Lothian Prize Essay
The Marquis of Lothian's Historical Prize Essay was a prize for historical studies at the University of Oxford. The prize was established in 1870, when William Schomberg Robert Kerr, 8th Marquis of Lothian bequeathed a fund to encourage the study of Modern History at Oxford.
In 1939, the Prize was £40 or books of the same value. It was defined as “an essay on some aspect of foreign history, secular or ecclesiastical, in the period between the dethronement of Romulus Augustulus and the death of Frederick the Great.” The prize was open to members of the University who had not exceeded twenty-one terms from Matriculation.[1]
The Prize was eventually replaced by the Marquis of Lothian's Studentship in Modern History.[2]
Published Prize Essays
- 1873 Sir Thomas Raleigh, ‘’The University of Paris from its Foundation to the Council of Constance’’ (Oxford, 1873).

[Excerpts of pointing data]
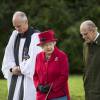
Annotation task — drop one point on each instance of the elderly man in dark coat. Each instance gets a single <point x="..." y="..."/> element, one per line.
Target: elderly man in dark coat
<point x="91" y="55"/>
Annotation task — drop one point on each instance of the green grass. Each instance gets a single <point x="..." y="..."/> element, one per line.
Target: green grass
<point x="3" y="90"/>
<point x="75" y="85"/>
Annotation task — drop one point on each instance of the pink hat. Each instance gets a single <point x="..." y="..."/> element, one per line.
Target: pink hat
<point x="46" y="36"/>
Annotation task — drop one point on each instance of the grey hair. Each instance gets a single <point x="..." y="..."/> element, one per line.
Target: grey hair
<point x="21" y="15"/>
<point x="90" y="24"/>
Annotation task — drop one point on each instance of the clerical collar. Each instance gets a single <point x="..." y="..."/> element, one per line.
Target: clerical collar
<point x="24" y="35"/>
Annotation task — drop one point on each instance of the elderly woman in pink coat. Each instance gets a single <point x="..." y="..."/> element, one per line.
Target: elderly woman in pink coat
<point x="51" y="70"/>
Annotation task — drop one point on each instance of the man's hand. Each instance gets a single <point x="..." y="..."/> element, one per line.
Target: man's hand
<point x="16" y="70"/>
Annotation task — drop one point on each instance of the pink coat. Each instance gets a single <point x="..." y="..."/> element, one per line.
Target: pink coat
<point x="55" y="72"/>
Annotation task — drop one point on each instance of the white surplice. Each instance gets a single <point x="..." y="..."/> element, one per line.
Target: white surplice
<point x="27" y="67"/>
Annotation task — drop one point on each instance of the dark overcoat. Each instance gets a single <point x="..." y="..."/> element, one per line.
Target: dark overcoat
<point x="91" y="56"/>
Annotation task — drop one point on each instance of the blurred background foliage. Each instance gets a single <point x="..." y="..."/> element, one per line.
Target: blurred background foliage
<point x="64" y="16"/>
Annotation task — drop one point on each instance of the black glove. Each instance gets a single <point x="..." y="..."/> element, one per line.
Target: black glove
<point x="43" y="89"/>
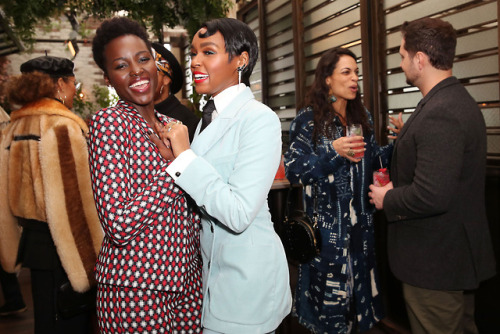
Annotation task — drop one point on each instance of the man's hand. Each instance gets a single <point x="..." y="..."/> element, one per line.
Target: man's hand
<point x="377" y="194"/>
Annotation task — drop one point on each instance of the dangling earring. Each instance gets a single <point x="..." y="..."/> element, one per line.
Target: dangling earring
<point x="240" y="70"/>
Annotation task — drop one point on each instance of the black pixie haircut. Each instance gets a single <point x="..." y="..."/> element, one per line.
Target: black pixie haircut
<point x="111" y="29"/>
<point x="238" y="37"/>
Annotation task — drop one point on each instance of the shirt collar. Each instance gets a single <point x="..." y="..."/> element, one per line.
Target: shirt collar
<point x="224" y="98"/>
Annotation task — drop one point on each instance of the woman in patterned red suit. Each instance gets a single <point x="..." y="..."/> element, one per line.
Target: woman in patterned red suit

#### [Prompt]
Extend the text on the Lothian Prize Essay, picking up after its final line. The rows stand apart from the text on the Lothian Prize Essay.

#### [Result below]
- 1874 Arthur Lionel Smith, ‘’Erasmus’’ (Oxford: Shrimpton, 1874).
- 1877 C.A.V. Conybeare, ‘’The Place of Iceland in the History of European Institutions (Oxford: J. Parker, 1877.
- 1880 Arthur Henry Hardinge, ‘’Queen Christina of Sweden’’ (Oxford:Shrimpton, 1880).
- 1881 Edward H.R. Tatham, ‘’John Sobieski’’ (Oxford: Shrimpton, 1881).
- 1882 William James Ashley, ‘’James and Philip van Artevelde’’ (London: Macmillan, 1883).
- 1883 George Nathaniel Curzon, ‘’Justinian, (Oxford, 1883).
- 1884 Charles Oman, ‘’The art of War in the Middle Ages, AD 378-1515’’ (Oxford: Blackwells: London: T. Fisher. Unwin, 1885).
- 1885 Edward Cannan, ‘’The Duke of Saint Simon’’ (Oxford: B.H. Blackwell, 1885).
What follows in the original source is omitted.